EXTRACTED RECORDS |
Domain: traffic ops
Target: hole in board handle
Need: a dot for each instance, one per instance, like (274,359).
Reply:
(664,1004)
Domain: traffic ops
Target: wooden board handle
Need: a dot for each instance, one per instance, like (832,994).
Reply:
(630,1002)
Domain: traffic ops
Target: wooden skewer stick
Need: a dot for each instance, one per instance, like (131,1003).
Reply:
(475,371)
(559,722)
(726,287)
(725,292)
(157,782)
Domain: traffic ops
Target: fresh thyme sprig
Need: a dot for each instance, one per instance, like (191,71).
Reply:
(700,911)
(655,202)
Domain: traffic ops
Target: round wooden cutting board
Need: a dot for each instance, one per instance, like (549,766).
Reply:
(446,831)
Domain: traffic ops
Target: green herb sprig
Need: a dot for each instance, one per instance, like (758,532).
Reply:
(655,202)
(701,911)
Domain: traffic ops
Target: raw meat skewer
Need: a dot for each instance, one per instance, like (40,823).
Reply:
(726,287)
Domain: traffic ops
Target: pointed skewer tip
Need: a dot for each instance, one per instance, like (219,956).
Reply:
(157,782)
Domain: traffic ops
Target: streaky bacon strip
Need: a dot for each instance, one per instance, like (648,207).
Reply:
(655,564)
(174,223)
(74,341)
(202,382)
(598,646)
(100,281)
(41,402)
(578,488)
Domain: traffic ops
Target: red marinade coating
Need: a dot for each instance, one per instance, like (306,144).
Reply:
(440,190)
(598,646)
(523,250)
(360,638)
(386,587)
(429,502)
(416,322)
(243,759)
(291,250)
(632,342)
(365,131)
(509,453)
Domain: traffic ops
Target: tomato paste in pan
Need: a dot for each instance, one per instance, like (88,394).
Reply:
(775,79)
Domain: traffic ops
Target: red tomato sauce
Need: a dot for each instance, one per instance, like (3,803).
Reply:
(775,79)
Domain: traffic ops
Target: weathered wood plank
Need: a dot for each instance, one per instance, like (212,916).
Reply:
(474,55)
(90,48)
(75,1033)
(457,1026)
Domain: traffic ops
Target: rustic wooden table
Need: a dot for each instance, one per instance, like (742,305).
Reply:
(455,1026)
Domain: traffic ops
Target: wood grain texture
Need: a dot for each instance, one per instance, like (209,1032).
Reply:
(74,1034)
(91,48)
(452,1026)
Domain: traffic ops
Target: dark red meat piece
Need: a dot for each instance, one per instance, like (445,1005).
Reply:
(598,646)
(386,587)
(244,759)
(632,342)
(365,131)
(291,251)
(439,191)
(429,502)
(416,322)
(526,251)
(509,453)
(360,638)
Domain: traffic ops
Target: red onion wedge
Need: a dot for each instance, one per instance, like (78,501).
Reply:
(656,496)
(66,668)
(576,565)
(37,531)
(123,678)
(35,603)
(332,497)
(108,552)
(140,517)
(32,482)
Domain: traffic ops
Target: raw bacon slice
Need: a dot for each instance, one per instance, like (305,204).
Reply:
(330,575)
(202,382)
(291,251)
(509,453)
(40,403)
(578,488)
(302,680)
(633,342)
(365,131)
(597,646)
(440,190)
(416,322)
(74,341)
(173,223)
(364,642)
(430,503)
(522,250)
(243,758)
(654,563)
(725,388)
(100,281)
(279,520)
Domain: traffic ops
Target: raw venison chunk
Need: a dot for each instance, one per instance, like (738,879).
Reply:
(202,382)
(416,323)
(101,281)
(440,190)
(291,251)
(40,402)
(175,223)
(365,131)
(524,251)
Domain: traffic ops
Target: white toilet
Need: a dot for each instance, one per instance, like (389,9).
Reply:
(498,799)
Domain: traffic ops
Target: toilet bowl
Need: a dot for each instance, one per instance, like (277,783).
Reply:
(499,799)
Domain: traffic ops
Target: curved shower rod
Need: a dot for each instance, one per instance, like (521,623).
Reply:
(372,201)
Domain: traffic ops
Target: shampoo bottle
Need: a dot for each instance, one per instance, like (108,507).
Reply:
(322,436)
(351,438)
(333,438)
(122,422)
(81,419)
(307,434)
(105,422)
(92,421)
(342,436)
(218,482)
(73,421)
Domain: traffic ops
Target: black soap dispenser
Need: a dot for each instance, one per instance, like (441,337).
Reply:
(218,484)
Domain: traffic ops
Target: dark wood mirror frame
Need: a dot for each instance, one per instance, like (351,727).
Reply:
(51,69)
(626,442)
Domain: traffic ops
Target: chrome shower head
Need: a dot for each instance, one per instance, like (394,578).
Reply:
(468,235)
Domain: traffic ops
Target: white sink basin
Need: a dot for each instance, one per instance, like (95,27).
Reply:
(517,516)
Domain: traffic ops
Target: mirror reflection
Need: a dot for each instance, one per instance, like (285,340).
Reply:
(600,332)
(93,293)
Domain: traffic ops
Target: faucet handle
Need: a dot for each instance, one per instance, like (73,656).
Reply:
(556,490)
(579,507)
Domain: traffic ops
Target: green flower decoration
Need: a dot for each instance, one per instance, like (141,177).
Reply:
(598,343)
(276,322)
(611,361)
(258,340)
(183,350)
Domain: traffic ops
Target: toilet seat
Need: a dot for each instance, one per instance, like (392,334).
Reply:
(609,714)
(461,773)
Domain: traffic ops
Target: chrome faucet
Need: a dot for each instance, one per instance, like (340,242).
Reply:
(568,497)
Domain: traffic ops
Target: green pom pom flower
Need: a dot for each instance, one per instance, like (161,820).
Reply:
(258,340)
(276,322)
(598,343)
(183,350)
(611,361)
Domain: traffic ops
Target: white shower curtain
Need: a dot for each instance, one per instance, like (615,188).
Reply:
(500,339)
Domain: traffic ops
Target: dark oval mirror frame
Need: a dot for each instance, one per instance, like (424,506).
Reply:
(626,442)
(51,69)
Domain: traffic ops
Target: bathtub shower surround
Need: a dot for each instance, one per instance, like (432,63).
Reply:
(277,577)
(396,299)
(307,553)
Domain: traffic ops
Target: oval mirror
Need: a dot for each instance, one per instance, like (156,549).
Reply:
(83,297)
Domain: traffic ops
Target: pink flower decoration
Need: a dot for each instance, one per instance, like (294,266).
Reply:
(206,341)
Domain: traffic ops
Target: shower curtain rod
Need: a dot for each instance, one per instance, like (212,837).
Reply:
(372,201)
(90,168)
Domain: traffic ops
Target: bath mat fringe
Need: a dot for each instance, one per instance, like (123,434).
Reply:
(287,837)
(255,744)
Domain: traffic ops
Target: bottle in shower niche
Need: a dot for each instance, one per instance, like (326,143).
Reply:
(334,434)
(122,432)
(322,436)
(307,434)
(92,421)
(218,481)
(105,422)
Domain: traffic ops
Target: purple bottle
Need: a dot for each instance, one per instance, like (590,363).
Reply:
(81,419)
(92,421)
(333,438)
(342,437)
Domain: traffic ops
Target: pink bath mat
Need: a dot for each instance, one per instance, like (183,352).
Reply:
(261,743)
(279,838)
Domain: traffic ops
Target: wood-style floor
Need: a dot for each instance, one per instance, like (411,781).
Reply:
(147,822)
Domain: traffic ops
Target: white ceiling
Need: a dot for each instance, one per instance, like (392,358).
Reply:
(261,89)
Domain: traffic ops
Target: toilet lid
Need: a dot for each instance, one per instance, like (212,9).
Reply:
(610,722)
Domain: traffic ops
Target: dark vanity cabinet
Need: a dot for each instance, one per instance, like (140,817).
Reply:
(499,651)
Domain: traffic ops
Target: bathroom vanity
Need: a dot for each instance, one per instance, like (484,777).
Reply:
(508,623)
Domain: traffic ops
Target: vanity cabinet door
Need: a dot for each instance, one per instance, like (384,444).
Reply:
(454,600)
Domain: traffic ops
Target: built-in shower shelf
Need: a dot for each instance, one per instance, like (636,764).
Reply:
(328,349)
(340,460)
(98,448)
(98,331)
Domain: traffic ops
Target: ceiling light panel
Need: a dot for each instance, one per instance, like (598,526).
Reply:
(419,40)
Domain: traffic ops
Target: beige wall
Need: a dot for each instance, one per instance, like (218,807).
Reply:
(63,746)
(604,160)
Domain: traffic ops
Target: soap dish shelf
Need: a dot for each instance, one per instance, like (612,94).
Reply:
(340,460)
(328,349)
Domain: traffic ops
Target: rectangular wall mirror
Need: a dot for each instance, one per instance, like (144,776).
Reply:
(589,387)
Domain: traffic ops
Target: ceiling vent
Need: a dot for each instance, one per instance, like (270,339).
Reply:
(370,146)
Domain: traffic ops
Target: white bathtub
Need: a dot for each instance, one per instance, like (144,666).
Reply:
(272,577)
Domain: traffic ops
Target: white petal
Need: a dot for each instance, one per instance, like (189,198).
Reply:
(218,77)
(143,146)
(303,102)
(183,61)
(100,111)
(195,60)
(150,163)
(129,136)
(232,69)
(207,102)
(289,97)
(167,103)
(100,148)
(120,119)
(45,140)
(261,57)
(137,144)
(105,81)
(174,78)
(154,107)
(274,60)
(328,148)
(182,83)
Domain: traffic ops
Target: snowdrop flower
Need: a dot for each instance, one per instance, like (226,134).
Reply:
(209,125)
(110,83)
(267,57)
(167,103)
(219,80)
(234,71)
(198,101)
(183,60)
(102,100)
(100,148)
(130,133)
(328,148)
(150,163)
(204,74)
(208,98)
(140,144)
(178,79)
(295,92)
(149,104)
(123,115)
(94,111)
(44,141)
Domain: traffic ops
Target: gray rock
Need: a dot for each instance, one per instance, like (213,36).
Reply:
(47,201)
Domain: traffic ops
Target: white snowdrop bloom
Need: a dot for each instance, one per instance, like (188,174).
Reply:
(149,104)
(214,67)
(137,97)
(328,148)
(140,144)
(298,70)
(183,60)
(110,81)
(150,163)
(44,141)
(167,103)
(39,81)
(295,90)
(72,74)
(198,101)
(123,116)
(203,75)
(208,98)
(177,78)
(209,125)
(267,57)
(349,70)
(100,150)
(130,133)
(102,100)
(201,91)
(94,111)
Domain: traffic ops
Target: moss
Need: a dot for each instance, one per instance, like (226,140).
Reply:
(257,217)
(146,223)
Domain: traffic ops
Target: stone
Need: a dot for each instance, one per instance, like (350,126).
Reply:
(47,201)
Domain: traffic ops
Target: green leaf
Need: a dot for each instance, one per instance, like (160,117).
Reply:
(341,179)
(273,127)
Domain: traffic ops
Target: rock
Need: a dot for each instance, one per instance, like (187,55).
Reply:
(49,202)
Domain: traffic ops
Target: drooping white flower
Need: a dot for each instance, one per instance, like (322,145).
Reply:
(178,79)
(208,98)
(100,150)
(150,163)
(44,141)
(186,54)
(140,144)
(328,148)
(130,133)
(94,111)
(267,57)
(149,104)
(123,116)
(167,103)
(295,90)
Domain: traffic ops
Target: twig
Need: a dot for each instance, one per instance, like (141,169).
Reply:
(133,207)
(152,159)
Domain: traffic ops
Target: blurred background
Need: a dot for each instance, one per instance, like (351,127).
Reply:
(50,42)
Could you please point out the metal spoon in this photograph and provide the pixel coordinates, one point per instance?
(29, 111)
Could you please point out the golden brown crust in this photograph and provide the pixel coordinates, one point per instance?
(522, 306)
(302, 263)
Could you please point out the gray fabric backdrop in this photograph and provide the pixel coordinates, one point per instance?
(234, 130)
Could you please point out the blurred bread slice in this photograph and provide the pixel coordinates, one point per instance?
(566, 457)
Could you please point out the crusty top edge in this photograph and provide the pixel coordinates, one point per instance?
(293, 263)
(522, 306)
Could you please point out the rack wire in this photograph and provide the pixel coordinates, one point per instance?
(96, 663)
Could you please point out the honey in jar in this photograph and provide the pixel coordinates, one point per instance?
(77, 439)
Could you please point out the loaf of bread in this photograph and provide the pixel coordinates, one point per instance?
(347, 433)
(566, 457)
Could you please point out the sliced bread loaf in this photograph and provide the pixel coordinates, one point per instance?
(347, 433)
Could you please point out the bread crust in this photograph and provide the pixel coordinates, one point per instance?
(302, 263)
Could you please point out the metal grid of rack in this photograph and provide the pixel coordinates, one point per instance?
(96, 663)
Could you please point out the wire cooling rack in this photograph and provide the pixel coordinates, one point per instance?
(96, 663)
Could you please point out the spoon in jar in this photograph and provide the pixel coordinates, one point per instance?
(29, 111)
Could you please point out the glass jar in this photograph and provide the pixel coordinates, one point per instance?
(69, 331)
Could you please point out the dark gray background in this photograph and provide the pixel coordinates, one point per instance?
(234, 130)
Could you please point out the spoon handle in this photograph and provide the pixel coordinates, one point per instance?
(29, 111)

WHAT IS BEING ASKED | Could you please copy the lines of the listing above exactly, from its first line through the line bearing "Need: a dot for each instance, one per instance, like (648,207).", and nothing more?

WRITTEN SOLUTION |
Domain: traffic ops
Target: hole in board handle
Need: a dot for each instance, one per instance, like (274,359).
Reply:
(664,1004)
Domain: traffic ops
Target: wooden board handle
Need: a dot for each instance, one per instance, like (832,994).
Reply:
(630,1002)
Domain: traffic ops
Target: wooden skewer stick
Need: a dot for each instance, one per instance, like (131,1003).
Reply:
(475,371)
(559,722)
(726,287)
(725,292)
(157,782)
Domain: traffic ops
Target: fresh thyme sprig
Need: a dot for each instance, one per instance, like (191,71).
Reply:
(700,911)
(655,202)
Domain: traffic ops
Target: round wooden cutting board
Need: a dot for each instance, one per instance, like (549,766).
Reply:
(446,831)
Domain: traffic ops
Target: green herb sprig
Need: a dot for each instance, one per instance, like (758,532).
Reply:
(655,202)
(701,911)
Domain: traffic ops
Target: raw meat skewer
Need: a dot for each instance, one per instance, like (40,823).
Reply:
(726,287)
Domain: traffic ops
Target: pointed skewer tip
Need: a dot for each instance, one per instance, like (219,956).
Reply:
(157,782)
Domain: traffic ops
Target: streaky bacon strip
Need: a dot for each instance, one per instance, like (648,207).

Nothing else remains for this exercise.